START EXTRACTED ENTRIES
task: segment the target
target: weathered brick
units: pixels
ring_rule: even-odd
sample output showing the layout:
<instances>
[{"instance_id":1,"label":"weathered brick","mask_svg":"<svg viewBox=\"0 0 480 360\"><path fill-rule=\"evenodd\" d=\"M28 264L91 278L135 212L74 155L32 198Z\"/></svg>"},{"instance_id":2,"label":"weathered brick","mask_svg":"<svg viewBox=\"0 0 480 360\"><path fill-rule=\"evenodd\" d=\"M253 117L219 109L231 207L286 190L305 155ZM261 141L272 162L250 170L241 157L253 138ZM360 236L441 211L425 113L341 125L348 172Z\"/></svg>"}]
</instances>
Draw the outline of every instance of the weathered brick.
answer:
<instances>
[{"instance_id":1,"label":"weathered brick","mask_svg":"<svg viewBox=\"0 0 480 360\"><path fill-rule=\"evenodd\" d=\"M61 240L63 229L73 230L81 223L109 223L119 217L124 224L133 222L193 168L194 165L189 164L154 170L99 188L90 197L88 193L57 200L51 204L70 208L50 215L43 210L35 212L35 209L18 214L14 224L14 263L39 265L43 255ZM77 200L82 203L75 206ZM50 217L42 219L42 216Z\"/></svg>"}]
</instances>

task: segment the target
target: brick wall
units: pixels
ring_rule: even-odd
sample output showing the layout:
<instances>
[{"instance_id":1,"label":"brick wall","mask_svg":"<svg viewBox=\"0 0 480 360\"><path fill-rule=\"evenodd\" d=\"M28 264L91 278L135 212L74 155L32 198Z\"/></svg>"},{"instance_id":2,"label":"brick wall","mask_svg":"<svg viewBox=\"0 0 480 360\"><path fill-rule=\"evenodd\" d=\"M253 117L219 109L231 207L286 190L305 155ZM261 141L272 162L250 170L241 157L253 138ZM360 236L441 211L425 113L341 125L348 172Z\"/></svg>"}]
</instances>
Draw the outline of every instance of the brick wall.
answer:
END EXTRACTED ENTRIES
DESCRIPTION OF THE TASK ▸
The answer must be the complete set of entries, retyped exactly.

WRITTEN REPLY ▸
task: segment the target
target: weathered brick
units: pixels
ring_rule: even-odd
sample output showing the layout:
<instances>
[{"instance_id":1,"label":"weathered brick","mask_svg":"<svg viewBox=\"0 0 480 360\"><path fill-rule=\"evenodd\" d=\"M28 264L91 278L135 212L74 155L32 198Z\"/></svg>"},{"instance_id":2,"label":"weathered brick","mask_svg":"<svg viewBox=\"0 0 480 360\"><path fill-rule=\"evenodd\" d=\"M253 117L219 109L231 207L286 190L305 155ZM261 141L272 162L250 170L241 157L253 138ZM360 236L441 211L425 113L341 125L348 172Z\"/></svg>"}]
</instances>
Draw the outline of every instance of the weathered brick.
answer:
<instances>
[{"instance_id":1,"label":"weathered brick","mask_svg":"<svg viewBox=\"0 0 480 360\"><path fill-rule=\"evenodd\" d=\"M61 240L63 229L73 230L81 223L109 223L119 217L124 224L133 222L193 168L194 165L189 164L154 170L99 188L90 197L88 193L57 200L51 204L70 208L50 215L43 210L35 212L35 209L18 214L14 224L14 263L39 265L43 255ZM77 200L82 203L75 206ZM50 217L42 219L42 216Z\"/></svg>"}]
</instances>

task: segment the target
target: brick wall
units: pixels
ring_rule: even-odd
sample output showing the layout:
<instances>
[{"instance_id":1,"label":"brick wall","mask_svg":"<svg viewBox=\"0 0 480 360\"><path fill-rule=\"evenodd\" d=\"M28 264L91 278L135 212L74 155L32 198Z\"/></svg>"},{"instance_id":2,"label":"brick wall","mask_svg":"<svg viewBox=\"0 0 480 360\"><path fill-rule=\"evenodd\" d=\"M253 117L219 109L231 207L286 190L305 155ZM261 141L272 162L250 170L241 157L253 138ZM360 236L441 211L425 113L341 125L348 172Z\"/></svg>"}]
</instances>
Draw the outline of every instance of the brick wall.
answer:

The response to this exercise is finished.